What is needed: Give back every entry exactly as it is written, but not the pictures.

Data:
====
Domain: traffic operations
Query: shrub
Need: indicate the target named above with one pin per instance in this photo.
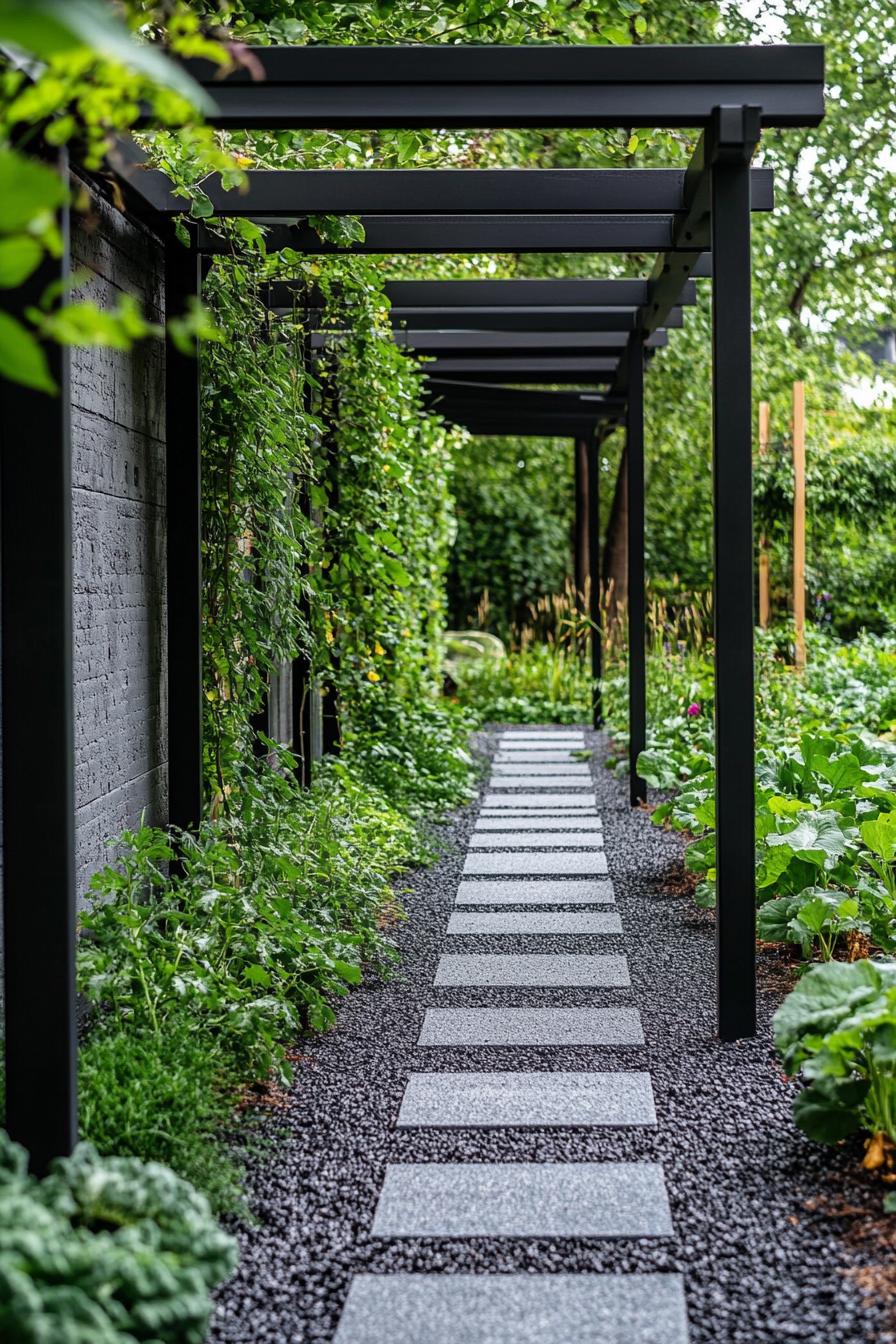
(837, 1028)
(163, 1094)
(105, 1251)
====
Response for this exercise:
Domain: traffic operations
Query: shrub
Need: indicate the target named above with one pin per instance in this photo.
(837, 1028)
(163, 1094)
(105, 1251)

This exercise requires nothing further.